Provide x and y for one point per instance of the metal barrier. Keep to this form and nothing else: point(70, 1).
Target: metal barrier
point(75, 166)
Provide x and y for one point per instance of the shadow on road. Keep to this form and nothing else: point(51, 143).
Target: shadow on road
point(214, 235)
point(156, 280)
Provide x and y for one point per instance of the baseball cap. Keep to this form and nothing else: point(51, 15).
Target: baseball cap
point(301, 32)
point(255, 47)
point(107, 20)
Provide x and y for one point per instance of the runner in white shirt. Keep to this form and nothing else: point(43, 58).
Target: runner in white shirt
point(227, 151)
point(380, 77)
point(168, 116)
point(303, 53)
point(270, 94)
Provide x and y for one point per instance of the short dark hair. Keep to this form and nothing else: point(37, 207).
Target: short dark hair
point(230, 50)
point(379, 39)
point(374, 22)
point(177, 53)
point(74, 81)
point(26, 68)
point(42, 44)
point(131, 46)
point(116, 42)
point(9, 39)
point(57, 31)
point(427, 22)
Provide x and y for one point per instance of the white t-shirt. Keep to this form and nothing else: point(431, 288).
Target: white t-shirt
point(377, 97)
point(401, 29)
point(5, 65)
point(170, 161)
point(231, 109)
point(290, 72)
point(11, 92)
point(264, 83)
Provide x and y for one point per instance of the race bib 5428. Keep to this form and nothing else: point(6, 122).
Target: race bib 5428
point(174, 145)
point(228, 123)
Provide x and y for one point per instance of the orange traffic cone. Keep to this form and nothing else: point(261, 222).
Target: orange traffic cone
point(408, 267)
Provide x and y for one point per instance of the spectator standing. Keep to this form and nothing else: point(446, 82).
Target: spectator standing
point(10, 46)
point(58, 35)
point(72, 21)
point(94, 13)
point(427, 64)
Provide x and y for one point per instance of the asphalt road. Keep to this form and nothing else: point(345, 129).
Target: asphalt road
━━━
◆ **WHAT IS ASKED**: Reproduce only the data from the line containing "else: point(51, 15)." through the line containing "point(270, 94)", both lines included and the requests kept. Shift every point coordinate in the answers by -122, and leave the requests and their format samples unchanged.

◆ **RESPONSE FOR THIS EXERCISE**:
Provide x and y for one point per instance of the baseball cap. Keep to this form and nothing else: point(51, 15).
Target: baseball cap
point(179, -90)
point(133, -75)
point(-15, -102)
Provide x and y for one point per instance of the runner in white shirt. Keep to this form and nothing else: point(43, 58).
Target: runner in white shirt
point(105, 29)
point(258, -45)
point(46, -6)
point(181, -69)
point(148, -28)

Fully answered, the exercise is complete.